> _WHAT THE TASK REQUIRES_
Arrange every line of the material below as a Markdown table with two columns, No. and Line: number each line and skip blank lines. Leave out the pictures.

> _EXTRACTED MATERIAL_
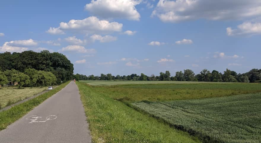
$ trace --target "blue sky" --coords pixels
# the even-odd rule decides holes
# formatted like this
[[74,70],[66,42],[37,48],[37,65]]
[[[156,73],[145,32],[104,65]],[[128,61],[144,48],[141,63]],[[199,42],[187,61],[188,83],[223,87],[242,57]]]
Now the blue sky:
[[37,1],[0,2],[0,52],[58,52],[86,75],[260,68],[259,0]]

> _RESPONSE_
| No. | Line |
|---|---|
| 1 | $ trace --target "blue sky" --coords pixels |
| 2 | # the even-odd rule decides holes |
| 3 | # formatted like this |
| 4 | [[74,70],[66,42],[37,48],[37,65]] |
| 5 | [[[156,73],[145,32],[104,65]],[[128,61],[144,48],[141,63]],[[199,42],[187,61],[188,83],[223,87],[242,57]]] |
| 6 | Now the blue sky: |
| 7 | [[37,1],[0,2],[0,52],[58,52],[86,75],[260,68],[259,0]] |